### RECORDS SUPPLIED
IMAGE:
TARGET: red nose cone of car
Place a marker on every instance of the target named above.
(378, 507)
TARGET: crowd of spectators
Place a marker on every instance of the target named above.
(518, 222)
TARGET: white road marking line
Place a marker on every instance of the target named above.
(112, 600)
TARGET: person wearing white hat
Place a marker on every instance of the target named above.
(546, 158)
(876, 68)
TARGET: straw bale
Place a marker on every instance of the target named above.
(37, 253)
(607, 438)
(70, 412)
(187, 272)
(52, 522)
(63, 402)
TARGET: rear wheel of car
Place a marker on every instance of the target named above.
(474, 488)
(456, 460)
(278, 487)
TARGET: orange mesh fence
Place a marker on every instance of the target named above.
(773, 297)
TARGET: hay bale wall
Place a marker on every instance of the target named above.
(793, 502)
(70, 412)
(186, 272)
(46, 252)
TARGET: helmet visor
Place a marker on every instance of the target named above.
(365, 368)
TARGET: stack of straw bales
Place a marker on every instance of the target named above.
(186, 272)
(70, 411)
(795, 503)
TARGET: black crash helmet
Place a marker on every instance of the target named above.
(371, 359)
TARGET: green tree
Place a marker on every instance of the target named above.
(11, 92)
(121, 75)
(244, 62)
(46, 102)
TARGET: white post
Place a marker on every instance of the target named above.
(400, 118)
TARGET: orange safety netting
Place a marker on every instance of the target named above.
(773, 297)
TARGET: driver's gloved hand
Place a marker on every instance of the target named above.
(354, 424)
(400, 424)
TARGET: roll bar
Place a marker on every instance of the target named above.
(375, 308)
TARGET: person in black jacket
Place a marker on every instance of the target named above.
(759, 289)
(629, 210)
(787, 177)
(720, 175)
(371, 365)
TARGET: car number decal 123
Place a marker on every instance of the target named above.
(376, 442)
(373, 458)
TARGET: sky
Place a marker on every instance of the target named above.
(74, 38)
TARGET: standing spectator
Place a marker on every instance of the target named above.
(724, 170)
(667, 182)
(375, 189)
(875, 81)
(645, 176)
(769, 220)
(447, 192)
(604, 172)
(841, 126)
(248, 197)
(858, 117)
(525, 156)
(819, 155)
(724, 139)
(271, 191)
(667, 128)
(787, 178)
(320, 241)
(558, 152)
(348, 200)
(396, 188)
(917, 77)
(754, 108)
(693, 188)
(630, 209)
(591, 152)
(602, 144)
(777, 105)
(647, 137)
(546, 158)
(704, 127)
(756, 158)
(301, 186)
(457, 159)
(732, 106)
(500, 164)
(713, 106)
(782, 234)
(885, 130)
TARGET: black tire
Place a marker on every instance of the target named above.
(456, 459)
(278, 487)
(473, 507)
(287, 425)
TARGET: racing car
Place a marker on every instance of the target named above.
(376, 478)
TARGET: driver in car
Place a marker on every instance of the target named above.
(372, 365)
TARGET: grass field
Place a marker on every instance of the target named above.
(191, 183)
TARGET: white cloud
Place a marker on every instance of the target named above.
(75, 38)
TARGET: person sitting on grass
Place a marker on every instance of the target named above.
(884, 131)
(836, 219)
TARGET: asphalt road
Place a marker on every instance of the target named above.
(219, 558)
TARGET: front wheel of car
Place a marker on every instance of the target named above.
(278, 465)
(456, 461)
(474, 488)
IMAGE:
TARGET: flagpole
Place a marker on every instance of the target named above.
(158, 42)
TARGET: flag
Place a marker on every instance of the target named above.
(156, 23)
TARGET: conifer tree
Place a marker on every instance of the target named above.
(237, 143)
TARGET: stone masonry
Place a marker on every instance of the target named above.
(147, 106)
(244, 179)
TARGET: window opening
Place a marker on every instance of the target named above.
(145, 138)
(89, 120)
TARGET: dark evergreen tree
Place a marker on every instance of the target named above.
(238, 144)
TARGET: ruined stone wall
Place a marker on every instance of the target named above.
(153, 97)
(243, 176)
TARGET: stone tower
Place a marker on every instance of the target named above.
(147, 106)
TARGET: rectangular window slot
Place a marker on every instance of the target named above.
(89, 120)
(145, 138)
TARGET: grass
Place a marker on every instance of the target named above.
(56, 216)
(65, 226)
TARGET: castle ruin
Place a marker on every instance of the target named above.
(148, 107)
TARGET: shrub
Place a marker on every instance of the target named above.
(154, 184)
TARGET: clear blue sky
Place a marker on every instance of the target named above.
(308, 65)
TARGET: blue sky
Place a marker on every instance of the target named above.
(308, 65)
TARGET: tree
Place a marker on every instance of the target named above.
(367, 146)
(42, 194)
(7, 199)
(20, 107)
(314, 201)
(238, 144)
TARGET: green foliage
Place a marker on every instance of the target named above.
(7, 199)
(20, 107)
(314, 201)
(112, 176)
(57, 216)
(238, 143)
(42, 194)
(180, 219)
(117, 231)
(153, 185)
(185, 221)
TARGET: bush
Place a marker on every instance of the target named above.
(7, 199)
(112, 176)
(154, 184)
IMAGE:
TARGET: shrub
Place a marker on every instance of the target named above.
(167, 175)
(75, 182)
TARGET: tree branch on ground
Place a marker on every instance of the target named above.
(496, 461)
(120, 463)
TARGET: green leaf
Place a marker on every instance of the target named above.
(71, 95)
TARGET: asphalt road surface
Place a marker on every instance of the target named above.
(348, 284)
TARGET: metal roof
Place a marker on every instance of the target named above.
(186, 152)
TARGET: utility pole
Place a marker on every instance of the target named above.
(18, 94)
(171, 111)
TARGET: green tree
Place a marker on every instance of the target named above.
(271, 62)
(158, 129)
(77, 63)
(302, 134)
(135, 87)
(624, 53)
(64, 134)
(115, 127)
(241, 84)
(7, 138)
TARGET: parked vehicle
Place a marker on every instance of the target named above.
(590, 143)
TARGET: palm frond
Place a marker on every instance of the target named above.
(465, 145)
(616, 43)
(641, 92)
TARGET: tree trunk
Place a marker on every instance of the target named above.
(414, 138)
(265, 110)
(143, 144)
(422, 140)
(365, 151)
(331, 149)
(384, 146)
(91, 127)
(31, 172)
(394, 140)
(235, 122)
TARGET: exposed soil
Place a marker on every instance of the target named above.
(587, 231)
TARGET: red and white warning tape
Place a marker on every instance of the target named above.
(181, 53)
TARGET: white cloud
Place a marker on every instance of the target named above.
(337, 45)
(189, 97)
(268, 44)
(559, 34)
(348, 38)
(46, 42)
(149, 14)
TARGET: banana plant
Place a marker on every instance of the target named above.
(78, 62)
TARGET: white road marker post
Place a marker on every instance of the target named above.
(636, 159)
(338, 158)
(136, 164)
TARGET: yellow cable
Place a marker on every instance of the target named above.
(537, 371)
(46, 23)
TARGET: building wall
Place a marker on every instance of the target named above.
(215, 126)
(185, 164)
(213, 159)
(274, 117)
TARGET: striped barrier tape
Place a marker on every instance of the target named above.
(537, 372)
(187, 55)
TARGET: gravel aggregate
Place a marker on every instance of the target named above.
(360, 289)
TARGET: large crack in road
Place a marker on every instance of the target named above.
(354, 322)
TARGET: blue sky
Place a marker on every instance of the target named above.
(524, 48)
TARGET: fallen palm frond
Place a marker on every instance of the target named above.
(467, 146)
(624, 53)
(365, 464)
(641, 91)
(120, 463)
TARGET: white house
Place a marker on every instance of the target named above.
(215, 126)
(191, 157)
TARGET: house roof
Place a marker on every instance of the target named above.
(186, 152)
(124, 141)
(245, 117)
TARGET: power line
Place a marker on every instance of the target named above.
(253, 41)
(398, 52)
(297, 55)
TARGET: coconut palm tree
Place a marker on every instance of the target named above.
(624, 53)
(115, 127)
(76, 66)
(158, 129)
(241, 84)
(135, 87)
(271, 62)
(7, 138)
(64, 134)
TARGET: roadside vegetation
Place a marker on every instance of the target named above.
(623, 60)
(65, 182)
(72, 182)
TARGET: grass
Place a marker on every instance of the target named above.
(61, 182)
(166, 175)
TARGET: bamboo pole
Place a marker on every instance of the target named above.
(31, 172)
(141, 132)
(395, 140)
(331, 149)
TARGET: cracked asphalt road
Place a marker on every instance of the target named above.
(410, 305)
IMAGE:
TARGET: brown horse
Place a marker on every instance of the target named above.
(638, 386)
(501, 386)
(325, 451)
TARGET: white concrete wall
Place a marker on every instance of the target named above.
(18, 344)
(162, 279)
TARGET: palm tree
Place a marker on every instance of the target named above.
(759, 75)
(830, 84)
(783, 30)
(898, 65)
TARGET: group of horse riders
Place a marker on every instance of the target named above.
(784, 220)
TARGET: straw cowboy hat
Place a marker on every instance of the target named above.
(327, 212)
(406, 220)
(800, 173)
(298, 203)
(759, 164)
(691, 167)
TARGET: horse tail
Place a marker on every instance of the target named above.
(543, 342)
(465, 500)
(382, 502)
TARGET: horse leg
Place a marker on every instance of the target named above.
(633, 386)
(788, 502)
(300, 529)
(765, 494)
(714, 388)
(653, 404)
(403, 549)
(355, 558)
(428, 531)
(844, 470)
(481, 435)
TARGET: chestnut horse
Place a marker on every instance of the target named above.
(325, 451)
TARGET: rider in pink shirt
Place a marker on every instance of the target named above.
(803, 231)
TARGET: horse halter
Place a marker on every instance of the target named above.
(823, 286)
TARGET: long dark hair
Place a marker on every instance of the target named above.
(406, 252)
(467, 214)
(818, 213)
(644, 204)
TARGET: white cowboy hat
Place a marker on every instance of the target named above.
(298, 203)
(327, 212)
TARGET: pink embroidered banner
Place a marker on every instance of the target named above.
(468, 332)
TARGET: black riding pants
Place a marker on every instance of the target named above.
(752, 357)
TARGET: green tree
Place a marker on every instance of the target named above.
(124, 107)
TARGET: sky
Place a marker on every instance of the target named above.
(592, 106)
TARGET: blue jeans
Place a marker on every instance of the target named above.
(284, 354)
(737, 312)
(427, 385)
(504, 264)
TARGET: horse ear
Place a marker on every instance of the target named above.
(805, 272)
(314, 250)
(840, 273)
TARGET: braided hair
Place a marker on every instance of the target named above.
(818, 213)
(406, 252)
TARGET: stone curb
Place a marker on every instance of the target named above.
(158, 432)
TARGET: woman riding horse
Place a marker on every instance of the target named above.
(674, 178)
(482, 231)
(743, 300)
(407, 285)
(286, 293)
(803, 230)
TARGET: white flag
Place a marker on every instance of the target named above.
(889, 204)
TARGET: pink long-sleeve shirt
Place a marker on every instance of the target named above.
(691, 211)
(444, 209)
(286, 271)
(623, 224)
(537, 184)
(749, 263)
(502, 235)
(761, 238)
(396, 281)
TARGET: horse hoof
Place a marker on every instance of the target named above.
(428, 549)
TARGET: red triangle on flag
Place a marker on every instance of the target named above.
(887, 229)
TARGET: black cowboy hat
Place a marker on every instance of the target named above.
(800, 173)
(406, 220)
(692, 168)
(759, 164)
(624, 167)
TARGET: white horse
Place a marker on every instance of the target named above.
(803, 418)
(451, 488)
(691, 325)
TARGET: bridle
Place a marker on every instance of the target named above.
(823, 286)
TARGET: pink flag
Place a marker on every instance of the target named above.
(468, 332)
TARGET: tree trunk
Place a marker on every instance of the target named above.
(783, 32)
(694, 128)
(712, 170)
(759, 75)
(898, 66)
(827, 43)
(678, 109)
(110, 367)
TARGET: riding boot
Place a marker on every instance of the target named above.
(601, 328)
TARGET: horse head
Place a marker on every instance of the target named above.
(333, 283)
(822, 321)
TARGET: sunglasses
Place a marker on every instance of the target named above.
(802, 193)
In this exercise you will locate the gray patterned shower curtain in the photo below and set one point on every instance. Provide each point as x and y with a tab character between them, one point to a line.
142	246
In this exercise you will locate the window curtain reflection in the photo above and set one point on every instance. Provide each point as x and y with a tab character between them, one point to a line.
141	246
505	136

### DIRECTIVE
Quote the lines of the listing above that run from the line with "TARGET: pink flag" through its last line, both included, and nothing else.

### CORRECT RESPONSE
TARGET: pink flag
Place a marker on every instance of the target named above.
(468, 332)
TARGET: tree trunk
Place a marker on every instance of the target named above.
(783, 32)
(694, 128)
(712, 170)
(759, 75)
(898, 66)
(827, 43)
(678, 109)
(110, 367)
TARGET: riding boot
Place a marker on every instance of the target named above.
(601, 328)
TARGET: horse head
Place a marker on every instance of the target named above.
(333, 283)
(822, 321)
TARGET: sunglasses
Place a marker on every instance of the target named above.
(802, 193)
In this exercise you will locate the gray patterned shower curtain in the photo below and set one point on every instance. Provide each point as x and y with a tab character between them, one point to a line.
142	246
In this exercise you will locate the window curtain reflection in the photo above and set one point on every instance. Provide each point as x and y with a tab character between them, one point to a line.
141	246
505	136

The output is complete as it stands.